## [TEXT EXCERPT]
☆ ☆ ☆ ☆
I've removed all of the factory "guts" of my MES 40 except for the actual heating element and the support rods and that cross piece down there.  Instead, I've got something similar to what a lot of you folks have, designed to move most of the heated air over towards the middle of the chamber which also directs the airflow towards the AMNPS's position.  This has given me much more reliable burning of the pellets.  And It also seems to give me better consistency throughout the chamber.

It's entirely passive, using only the convection draft through the smoker, though.  So it really doesn't do much for me during cold smoking when there is no "draft".  So I've used a computer fan, running on a lower voltage, inside of the smoker to stir the smoke around when doing cheese and butter. And that's worked well.  But I do look forward to being able to have active stirring even when doing hot smokes.


daRicksta said:


> Thanks, Sigmo. My shoulder problem is either just old age arthritis or it's a rotator cuff thing. I find out early next month. At least I don't have the flu.


I hate the flu!  Then again, don't we all!  :)

I have a bit of that shoulder thing myself.  But so far, it hasn't caused me enough grief to go in for the MRI that was suggested. I suspect that time will come, however!  I hope you get good news, or at least you end up with a diagnosis that suggests a good, solid fix for it.


----------



## Bearcarver (Jan 23, 2017)

Sigmo said:


> I never use the water pan, either.  If I do, the moisture kills the the pellet burn.  Things gotta be really dry at this elevation.
> 
> And I have to pre-dry the pellets here.  At 5300', the air is just too thin for reliable burning without taking every possible step.  If I dry them in my oven, I then put them in sealed jars, and they're ready to go.  If I'm doing a cold smoke, I really need the pre-dried pellets from the jars.  If I'm smoking at a high temperature, then the draft through the smoker is better, for one thing, and I also have the opportunity to use the pre-heating smoker to get the pellets really dry.  So that works great.
> 
> ...


At 5300', I would think the Tube would be much better for you than the AMNPS.

Bear


----------



## daricksta (Jan 23, 2017)

Sigmo said:


> I never use the water pan, either.  If I do, the moisture kills the the pellet burn.  Things gotta be really dry at this elevation.
☆ ☆ ☆ ☆
## [WHAT YOU NEED TO DO]
1: In the forum thread on smokers, what does the poster use inside the smoker to stir the smoke when cold smoking cheese and butter?
2: Write the next part of the forum thread on smokers, picking up right after its final line.
The rows have nothing to do with the forum thread on smokers.

## [Data entries]
☆ ☆ ☆ ☆
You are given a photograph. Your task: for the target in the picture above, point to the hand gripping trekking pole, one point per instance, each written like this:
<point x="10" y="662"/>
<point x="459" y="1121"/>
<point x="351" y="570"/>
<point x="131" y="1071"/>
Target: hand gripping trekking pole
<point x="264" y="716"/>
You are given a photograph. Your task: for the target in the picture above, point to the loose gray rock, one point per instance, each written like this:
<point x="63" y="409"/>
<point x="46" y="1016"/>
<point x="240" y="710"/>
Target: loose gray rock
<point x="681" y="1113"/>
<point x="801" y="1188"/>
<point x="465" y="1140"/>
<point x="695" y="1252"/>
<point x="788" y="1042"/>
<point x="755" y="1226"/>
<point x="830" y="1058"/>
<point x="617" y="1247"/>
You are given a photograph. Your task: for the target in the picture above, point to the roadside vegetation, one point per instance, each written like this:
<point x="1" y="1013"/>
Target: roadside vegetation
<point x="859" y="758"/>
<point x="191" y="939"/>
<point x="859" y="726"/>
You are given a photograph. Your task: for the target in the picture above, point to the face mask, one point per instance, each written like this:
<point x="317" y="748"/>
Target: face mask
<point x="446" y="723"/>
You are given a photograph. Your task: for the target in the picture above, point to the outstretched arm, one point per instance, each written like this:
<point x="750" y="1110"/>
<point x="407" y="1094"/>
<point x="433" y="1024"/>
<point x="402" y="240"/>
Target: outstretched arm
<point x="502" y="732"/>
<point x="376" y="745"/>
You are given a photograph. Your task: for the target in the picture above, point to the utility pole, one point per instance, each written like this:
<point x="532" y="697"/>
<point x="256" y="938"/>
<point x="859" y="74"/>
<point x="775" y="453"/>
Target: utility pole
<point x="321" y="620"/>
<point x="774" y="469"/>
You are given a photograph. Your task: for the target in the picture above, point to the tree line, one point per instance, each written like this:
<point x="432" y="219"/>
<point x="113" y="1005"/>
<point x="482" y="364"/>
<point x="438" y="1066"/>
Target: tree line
☆ ☆ ☆ ☆
## [RESPONSE LIST]
1: A computer fan running on a lower voltage.

2:
> 
> And I have to pre-dry the pellets here.  At 5300', the air is just too thin for reliable burning without taking every possible step.  If I dry them in my oven, I then put them in sealed jars, and they're ready to go.  If I'm doing a cold smoke, I really need the pre-dried pellets from the jars.  If I'm smoking at a high temperature, then the draft through the smoker is better, for one thing, and I also have the opportunity to use the pre-heating smoker to get the pellets really dry.  So that works great.
> 
> ...


Thanks again, Sigmo. Years ago I injured myself in a fall on my property. At that time I did tear the rotator cuff on my right shoulder and had surgery to repair it. The left shoulder was sore but not as painful as the right shoulder. The left shoulder started getting more painful again a few months ago.

But, back to smoking, I also preheat my MES 30 about 30-40 minutes before I put the meat and the AMNPS inside. I still get the temp swings, which fosters mood swings in me. Wonder if the trick to stabilize the smoker temp would work on moods as well?


----------



## sigmo (Jan 23, 2017)

Bearcarver said:


> At 5300', I would think the Tube would be much better for you than the AMNPS.
> 
> Bear


The tube seems to be what's recommended for high elevation.  I'm just stubborn!  ;)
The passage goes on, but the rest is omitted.